To do: Only an exact repetition of the entries counts as an answer.

Entries taken from a collection:
----------
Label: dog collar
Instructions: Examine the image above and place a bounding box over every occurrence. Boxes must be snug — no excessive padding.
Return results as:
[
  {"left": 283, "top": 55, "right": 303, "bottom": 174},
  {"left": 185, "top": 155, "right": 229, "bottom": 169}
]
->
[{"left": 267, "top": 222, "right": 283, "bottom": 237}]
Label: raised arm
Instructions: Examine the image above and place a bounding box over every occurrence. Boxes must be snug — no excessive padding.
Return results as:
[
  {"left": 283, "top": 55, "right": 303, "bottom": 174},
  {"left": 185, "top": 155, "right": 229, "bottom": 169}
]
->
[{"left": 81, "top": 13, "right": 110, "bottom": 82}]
----------
Expected answer:
Label: dog collar
Instructions: Examine the image above and place a bounding box over every occurrence. Boxes must be snug — no excessive padding.
Return results as:
[
  {"left": 283, "top": 55, "right": 303, "bottom": 174},
  {"left": 185, "top": 155, "right": 229, "bottom": 169}
]
->
[{"left": 267, "top": 222, "right": 283, "bottom": 237}]
Label: raised arm
Instructions: Examine the image above and place a bounding box over every occurrence. Boxes must be snug — no excessive padding.
Return results as:
[
  {"left": 283, "top": 55, "right": 303, "bottom": 174},
  {"left": 185, "top": 155, "right": 229, "bottom": 169}
]
->
[{"left": 81, "top": 13, "right": 110, "bottom": 82}]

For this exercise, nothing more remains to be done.